» **LISTING**
****

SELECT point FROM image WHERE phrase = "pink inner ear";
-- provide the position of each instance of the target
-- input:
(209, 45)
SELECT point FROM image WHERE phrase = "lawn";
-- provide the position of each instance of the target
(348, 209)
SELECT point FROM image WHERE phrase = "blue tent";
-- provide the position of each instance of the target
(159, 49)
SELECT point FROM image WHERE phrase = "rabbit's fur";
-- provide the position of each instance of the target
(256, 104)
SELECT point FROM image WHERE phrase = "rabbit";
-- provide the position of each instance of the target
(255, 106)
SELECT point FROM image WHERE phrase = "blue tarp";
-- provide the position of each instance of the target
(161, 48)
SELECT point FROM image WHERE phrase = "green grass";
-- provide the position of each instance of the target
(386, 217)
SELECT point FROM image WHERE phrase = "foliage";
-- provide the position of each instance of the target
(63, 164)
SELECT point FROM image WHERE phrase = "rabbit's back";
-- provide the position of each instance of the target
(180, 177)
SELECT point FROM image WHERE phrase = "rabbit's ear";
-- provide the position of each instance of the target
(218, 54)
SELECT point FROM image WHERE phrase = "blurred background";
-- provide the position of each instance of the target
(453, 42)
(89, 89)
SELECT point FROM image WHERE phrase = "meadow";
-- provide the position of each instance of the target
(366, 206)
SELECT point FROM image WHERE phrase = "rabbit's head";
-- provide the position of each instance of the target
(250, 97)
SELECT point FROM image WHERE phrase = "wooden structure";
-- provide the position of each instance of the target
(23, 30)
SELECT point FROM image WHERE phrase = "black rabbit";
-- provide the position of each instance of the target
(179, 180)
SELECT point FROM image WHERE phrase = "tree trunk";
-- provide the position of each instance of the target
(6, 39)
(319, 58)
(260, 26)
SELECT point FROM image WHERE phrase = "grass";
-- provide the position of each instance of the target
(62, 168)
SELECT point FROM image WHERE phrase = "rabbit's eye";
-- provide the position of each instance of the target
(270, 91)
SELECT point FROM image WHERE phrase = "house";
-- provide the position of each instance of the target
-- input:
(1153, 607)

****

» **WHAT IS EXPECTED**
Reproduce the full set of records precisely.

» **FULL SOLUTION**
SELECT point FROM image WHERE phrase = "pink inner ear";
-- provide the position of each instance of the target
-- input:
(209, 45)
SELECT point FROM image WHERE phrase = "lawn";
-- provide the position of each instance of the target
(348, 209)
SELECT point FROM image WHERE phrase = "blue tent";
-- provide the position of each instance of the target
(159, 49)
SELECT point FROM image WHERE phrase = "rabbit's fur";
-- provide the position of each instance of the target
(256, 104)
SELECT point FROM image WHERE phrase = "rabbit";
-- provide the position of each instance of the target
(255, 106)
SELECT point FROM image WHERE phrase = "blue tarp";
-- provide the position of each instance of the target
(161, 48)
SELECT point FROM image WHERE phrase = "green grass";
-- provide the position of each instance of the target
(386, 217)
SELECT point FROM image WHERE phrase = "foliage";
-- provide the position of each instance of the target
(63, 164)
SELECT point FROM image WHERE phrase = "rabbit's back";
-- provide the position of each instance of the target
(180, 177)
SELECT point FROM image WHERE phrase = "rabbit's ear";
-- provide the position of each instance of the target
(218, 54)
SELECT point FROM image WHERE phrase = "blurred background";
-- provide the position of each instance of the target
(453, 42)
(89, 89)
SELECT point FROM image WHERE phrase = "meadow";
-- provide the position of each instance of the target
(366, 206)
SELECT point FROM image WHERE phrase = "rabbit's head";
-- provide the position of each instance of the target
(250, 97)
SELECT point FROM image WHERE phrase = "wooden structure";
-- provide the position of each instance of the target
(23, 30)
SELECT point FROM image WHERE phrase = "black rabbit";
-- provide the position of each instance of the target
(179, 180)
SELECT point FROM image WHERE phrase = "tree trunk";
-- provide the position of each instance of the target
(6, 39)
(319, 58)
(260, 26)
SELECT point FROM image WHERE phrase = "grass";
-- provide the position of each instance of the target
(62, 168)
SELECT point FROM image WHERE phrase = "rabbit's eye";
-- provide the position of each instance of the target
(270, 91)
SELECT point FROM image WHERE phrase = "house";
-- provide the position of each instance of the target
-- input:
(1153, 607)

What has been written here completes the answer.